What the task requires: When copying the data, keep every line exactly the same.
═════ Data
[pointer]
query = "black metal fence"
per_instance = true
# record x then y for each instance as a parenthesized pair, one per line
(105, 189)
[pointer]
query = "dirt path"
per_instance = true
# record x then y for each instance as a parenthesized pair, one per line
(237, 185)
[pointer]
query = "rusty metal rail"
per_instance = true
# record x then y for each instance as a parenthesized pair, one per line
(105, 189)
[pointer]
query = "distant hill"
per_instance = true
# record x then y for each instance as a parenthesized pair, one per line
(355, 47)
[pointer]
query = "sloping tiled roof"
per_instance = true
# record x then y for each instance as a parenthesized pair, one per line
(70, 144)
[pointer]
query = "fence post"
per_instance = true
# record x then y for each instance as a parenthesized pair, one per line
══════════
Answer for the task:
[pointer]
query = "black metal fence"
per_instance = true
# record x then y for each instance as a parenthesized pair, one per line
(105, 189)
[pointer]
query = "dirt path"
per_instance = true
# record x then y for each instance as a parenthesized pair, one per line
(237, 185)
[pointer]
query = "rusty metal rail"
per_instance = true
# record x then y for each instance as a parenthesized pair, one per line
(105, 189)
[pointer]
query = "distant hill"
per_instance = true
# record x then y for each instance as a parenthesized pair, one per line
(355, 47)
[pointer]
query = "sloping tiled roof"
per_instance = true
# record x then y for each instance as a parenthesized pair, one per line
(70, 144)
[pointer]
query = "fence post"
per_instance = true
# record x then y for each instance as a parenthesized pair, one per line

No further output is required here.